With rare exceptions, I’ve ridden flat pedals exclusively for the past 2 years.  Chromag’s Scarab pedals are some of the smoothest and most comfortable I’ve tried.  Their thin, concave body cradles the foot and the multitude of pin positions provide customizeable traction.  The walkability of flat pedal shoes and the ability to vary my foot position on the pedals over long days in the saddle far outweigh any efficiency benefit provided by clipless.  The ease of dismounting, remounting and hike-a-bike comfort all combine to make flat pedals ideal for me on bikepacking trips.

The hand-built wheelset features WTB’s Scraper i45 rims (debadged) laced to a DT Swiss 350 rear hub and a SON28 dynamo up front.  DT’s star ratchet freehub and quality cartridge bearings are legendary for their reliability, as are Schmidt’s dynamo systems.  Many riders eschew the dynamo for the CT and similar singletrack-heavy routes as speeds are generally too low to provide consistent power output.  However, I knew I’d be using the bike for much more than just the CT and dynamo power would be worth the extra investment.  Honestly, if I could have a dynamo on every bike I own, I would.  Maybe one day…

I chose WTB’s Trail Boss tires for their even tread pattern that rolls well on dirt roads or two-track but with the cornering knobs to keep the bike on track in the sketchy stuff.  Many riders and commenters recommend reinforced casings for the CT, so I’m hoping to get away with the “light” sidewalls.  Tubeless setup on the Scraper i45 rims was flawless and has been trouble-free with no burping or loss of air.

──────

▸ Complete the following
a. In the bike build write-up, what hub is laced to the front wheel?
b. Pick up the bike build write-up after its last sentence and keep writing in the same voice.

▸ Provided data

──────

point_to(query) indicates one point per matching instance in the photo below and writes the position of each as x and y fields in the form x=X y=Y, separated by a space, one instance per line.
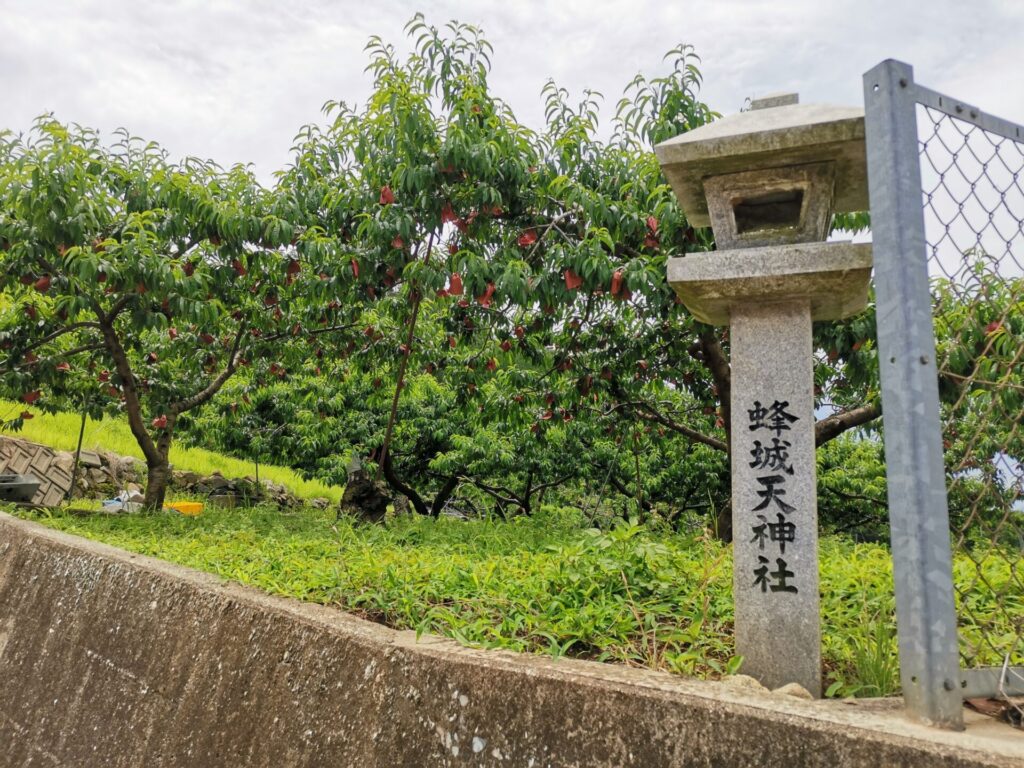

──────

▸ Task-by-task outputs
a. A SON28 dynamo hub.

b.
Even with the stock steel fork, this is an impressively capable bike.  The 3″ tires steamroll rough trail and provide excellent traction.  However, you won’t forget you’re on a rigid bike, especially on fast descents.  I knew that I’d want a suspension fork to keep my front wheel on the trail when things get dicey.  With the MRP Ribbon fork installed, this beast takes on a completely different character.  Assembled (and partially fabricated) in Grand Junction, the Ribbon is designed with high-altitude adventure in mind.  This is easily the most adjustable, highly tuneable suspension fork I’ve ever experienced.  Setup is relatively straightforward, even with the multitude of possible adjustments.  Following MRP’s guidelines, I was able to dial in a setup that rode high in the travel and maintained a bottomless feel while still providing some suppleness over small bumps.  Travel is smooth and plush with very little seal friction, even right out of the box.  The OutCast arch lends sculptural appeal and makes this fork unmistakable, even with the decals removed.  With the appropriate crown races installed, swapping back and forth between rigid and suspension forks is a relatively simple task, allowing me to dial in my setup for a variety of future trips.

The Sinewave Cycles Beacon headlight is the icing on the cake of this build.  For the pavement or dirt road rider, dynamo lighting had already advanced to a very high level.  Busch + Muller, Schmidt and others make excellent lights that are ideal for those speeds and terrain.  However, the trail rider has mostly been forced to rely on battery-powered lights that provide the broad, even illumination required to navigate off-road terrain safely and confidently after dark.  In addition, singletrack speeds are often insufficent for a dynamo light to provide consistent output, resulting in annoying flickering or even total loss of light.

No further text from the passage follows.